Task requirements:
1. Translate this sentence from the service terms below into Spanish: "We may refuse or remove content that violates policy or law."
2. Continue the service terms below, starting right after their last sentence.

** START Document excerpt **

6) Confidentiality & data protection
  • Confidentiality. Each of us will keep the other’s non-public information confidential and use it only to deliver or receive the Services.

  • Data protection. We process personal data as described in our Privacy Policy and, if applicable, a Data Processing Addendum (DPA). For ecommerce work, we act mainly as your processor on platform data.

  • Security. We follow reasonable administrative, technical, and physical safeguards (access limits, MFA, encryption in transit/at rest where supported). You’ll manage user access on your side and share credentials securely.

7) Your responsibilities
  • Provide accurate information, timely feedback, and decision-makers.

  • Maintain your platform accounts (Shopify, payment gateways, ad accounts) in good standing and comply with their policies.

  • Ensure you have rights to all materials you provide (e.g., product photos, fonts, claims).

  • Comply with applicable laws (consumer, privacy, advertising, product, export/sanctions, tax).

8) Platform and policy compliance
  • We build and optimize within the rules of the Platforms (Shopify, Klaviyo, Meta, Google, TikTok, Snapchat, payment providers, couriers). Ads and content must comply with each platform’s policies and local law. We may refuse or remove content that violates policy or law.

9) Service levels & support
  • Projects. We respond to project queries within 1–2 business days and schedule releases per the SOW.

  • Retainers. Weekly sprint cadence and monthly review, as described in your SOW.

  • Critical incidents. If we are the implementing party and have access, we’ll assist during business hours. 24/7 support is not included unless the SOW says so.

10) Non-solicitation

During the engagement and for 6 months after, neither party will actively solicit the other’s staff or contractors for employment or contract work without written consent. General public job ads are fine.

11) Warranties & disclaimers
  • Mutual warranties. Each party warrants it has the authority to enter this agreement.

  • Spell warranties. We’ll deliver Services with reasonable skill and care and substantially as described in the SOW.

  • Client warranties. You have rights to your materials and will use the Services legally.

** END Document excerpt **
** START Dataset excerpt **

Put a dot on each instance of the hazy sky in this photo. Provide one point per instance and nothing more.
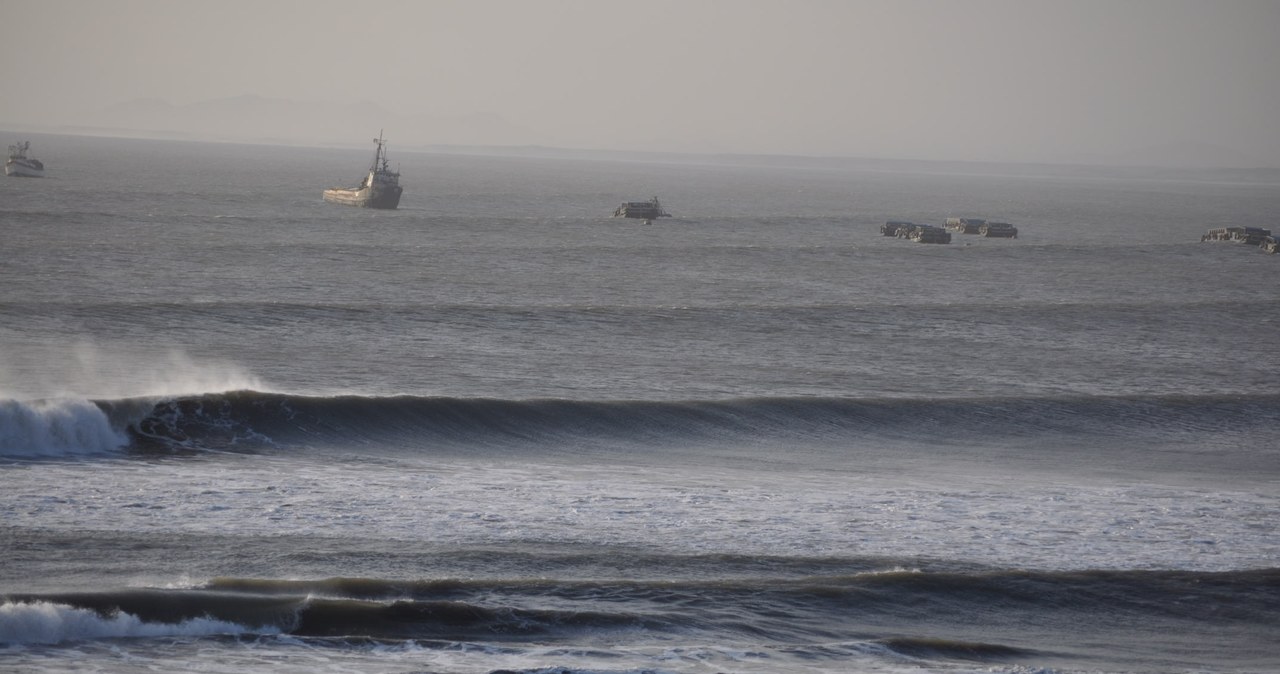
(1018, 79)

** END Dataset excerpt **

Results in order:
1. Podemos rechazar o eliminar contenido que infrinja las políticas o la ley.

2.
  • Disclaimers. Except as stated, the Services and site are provided “as is”. We don’t promise specific revenue, rankings, approvals, ad account outcomes, or uninterrupted availability of third-party Platforms.

12) Liability
  • No indirect damages. Neither party is liable for indirect, incidental, special, or consequential damages, loss of profits, or loss of data.

  • Cap. Our total liability under an SOW is limited to the fees you paid to us for the SOW in the 3 months before the claim.

  • Exceptions. The above limitations don’t apply to infringement of IP rights, misuse of confidential information, or willful misconduct required by law to be unlimited.

13) Indemnity
  • By Spell. We’ll defend and indemnify you against third-party claims that our original Work Product (excluding your materials and third-party components) infringes IP rights, as long as you promptly notify us and let us control the defense. Remedies may include modifying the work, obtaining a license, or refunding the fees for the impacted portion.

  • By Client. You’ll defend and indemnify us from claims arising from your materials, products, or unlawful use of the Services.

14) Term, termination, and suspension
  • Term. These Terms start when you accept them and continue until all SOWs end.

  • Termination for convenience. Either party may end an SOW with 30 days’ written notice (project: pay for work done up to termination; retainer: through the current billing period).

  • Termination for cause. Either party may terminate if the other materially breaches and doesn’t cure within 10 business days after notice (immediate termination for unlawful content or non-payment).

  • Suspension. We may suspend Services for late payment, policy violations, security concerns, or legal requests.

Effect of termination. You’ll pay for all Services delivered and approved expenses through the termination date. We’ll hand over completed Work Product you’ve paid for. Access to our internal tools ends.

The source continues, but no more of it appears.